§ **Testo proposto**

Emiliano Delmenico è figlio e nipote di becchini. Impresario funebre, racconta il suo rapporto con la morte: «Non è la Nera Mietitrice».
MELIDE - Suo nonno era un becchino di vecchio stampo. Di quelli che facevano anche falegnameria. Suo padre faceva lo stesso mestiere. E parlava di morti sia a pranzo sia a cena. Emiliano Delmenico, 52enne di Melide, origini malcantonesi, ha un legame stretto con la Nera Mietitrice. Non è un caso che col fratello Gianmaria (54) faccia l'impresario funebre, oltre a essere presidente di una delle due associazioni di categoria presenti su suolo ticinese.
Oggi è il giorno dei defunti. E lei è cresciuto a pane e morte...
«Fa un po' strano dirlo. Ma è così. Quando a mezzogiorno arrivavo a casa e nostra madre preparava il pranzo, il papà ci parlava dei funerali che doveva organizzare. La morte è sempre stata qualcosa di normale per me».

§ **Dati forniti**

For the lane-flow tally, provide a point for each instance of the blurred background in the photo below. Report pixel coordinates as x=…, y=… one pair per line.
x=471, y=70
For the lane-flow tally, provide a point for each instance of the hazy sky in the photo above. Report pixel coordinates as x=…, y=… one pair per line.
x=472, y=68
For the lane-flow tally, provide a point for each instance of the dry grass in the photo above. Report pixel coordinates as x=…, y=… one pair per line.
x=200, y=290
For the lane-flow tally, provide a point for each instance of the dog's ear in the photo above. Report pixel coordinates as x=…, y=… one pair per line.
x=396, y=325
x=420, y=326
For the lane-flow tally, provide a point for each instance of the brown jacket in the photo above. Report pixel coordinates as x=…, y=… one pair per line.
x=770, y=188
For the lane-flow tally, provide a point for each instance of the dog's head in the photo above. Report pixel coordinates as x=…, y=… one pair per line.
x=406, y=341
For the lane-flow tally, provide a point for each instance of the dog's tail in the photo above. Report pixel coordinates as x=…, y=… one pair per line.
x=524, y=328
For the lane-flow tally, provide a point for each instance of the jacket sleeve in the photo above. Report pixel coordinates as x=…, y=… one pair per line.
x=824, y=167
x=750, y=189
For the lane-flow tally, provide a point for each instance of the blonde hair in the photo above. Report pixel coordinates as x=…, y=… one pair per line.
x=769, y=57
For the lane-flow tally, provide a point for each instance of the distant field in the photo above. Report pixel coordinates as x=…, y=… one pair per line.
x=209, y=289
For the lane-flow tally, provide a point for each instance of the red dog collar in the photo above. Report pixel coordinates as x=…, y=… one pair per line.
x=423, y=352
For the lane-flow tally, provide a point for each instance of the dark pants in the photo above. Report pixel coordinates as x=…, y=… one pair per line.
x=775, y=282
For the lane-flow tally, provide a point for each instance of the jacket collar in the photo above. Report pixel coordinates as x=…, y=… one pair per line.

==

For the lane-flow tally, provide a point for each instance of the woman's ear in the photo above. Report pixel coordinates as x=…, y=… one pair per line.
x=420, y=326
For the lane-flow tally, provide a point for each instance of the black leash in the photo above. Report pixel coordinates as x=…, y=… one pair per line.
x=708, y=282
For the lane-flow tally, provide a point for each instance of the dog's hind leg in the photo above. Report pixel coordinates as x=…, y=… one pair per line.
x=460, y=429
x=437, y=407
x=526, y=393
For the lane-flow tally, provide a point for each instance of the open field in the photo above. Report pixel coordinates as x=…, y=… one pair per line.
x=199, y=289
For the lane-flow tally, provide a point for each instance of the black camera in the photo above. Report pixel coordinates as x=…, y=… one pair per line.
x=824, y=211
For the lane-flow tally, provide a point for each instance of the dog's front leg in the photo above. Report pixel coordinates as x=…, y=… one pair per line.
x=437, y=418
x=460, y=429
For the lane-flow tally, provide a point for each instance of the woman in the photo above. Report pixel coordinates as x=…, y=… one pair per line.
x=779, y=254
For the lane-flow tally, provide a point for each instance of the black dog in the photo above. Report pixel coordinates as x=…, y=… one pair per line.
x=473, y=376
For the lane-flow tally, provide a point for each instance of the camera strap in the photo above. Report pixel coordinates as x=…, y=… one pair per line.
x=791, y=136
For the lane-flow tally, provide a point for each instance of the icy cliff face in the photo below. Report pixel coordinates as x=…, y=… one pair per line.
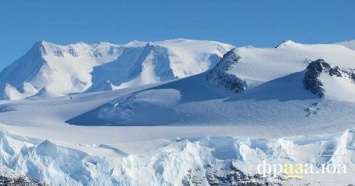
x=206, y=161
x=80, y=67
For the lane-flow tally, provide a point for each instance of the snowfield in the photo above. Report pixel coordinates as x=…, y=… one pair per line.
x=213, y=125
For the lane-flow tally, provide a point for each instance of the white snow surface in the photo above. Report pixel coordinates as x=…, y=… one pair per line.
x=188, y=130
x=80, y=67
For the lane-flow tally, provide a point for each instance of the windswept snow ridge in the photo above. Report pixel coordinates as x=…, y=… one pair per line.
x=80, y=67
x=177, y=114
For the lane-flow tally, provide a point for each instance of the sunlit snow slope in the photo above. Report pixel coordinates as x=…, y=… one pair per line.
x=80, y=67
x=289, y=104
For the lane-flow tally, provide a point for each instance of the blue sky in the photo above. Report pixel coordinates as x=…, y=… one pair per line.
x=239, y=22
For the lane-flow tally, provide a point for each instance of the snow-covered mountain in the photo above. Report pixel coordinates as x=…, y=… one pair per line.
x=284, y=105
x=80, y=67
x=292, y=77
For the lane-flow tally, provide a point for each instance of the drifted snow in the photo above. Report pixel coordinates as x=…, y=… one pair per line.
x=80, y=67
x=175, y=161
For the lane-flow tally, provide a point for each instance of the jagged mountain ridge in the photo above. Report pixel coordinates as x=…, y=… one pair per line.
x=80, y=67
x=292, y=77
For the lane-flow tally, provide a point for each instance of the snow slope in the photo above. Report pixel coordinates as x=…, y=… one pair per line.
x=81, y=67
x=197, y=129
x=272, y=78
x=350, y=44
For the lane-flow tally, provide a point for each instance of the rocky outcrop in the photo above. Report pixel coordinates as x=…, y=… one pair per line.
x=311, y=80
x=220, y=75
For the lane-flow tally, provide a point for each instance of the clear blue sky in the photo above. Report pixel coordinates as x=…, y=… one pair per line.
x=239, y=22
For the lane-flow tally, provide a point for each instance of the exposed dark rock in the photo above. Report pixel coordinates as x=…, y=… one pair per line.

§ **Consegne dell'esercizio**
(1) Cita il passo del testo sull'impresario funebre compreso tra "MELIDE - Suo" e "pane e morte...", estremi inclusi.
(2) Elenca tutti i familiari di Emiliano Delmenico nominati nel testo sull'impresario funebre.

§ **Risposte svolte**
(1)
MELIDE - Suo nonno era un becchino di vecchio stampo. Di quelli che facevano anche falegnameria. Suo padre faceva lo stesso mestiere. E parlava di morti sia a pranzo sia a cena. Emiliano Delmenico, 52enne di Melide, origini malcantonesi, ha un legame stretto con la Nera Mietitrice. Non è un caso che col fratello Gianmaria (54) faccia l'impresario funebre, oltre a essere presidente di una delle due associazioni di categoria presenti su suolo ticinese.
Oggi è il giorno dei defunti. E lei è cresciuto a pane e morte...

(2)
- il nonno
- il padre
- il fratello Gianmaria
- la madre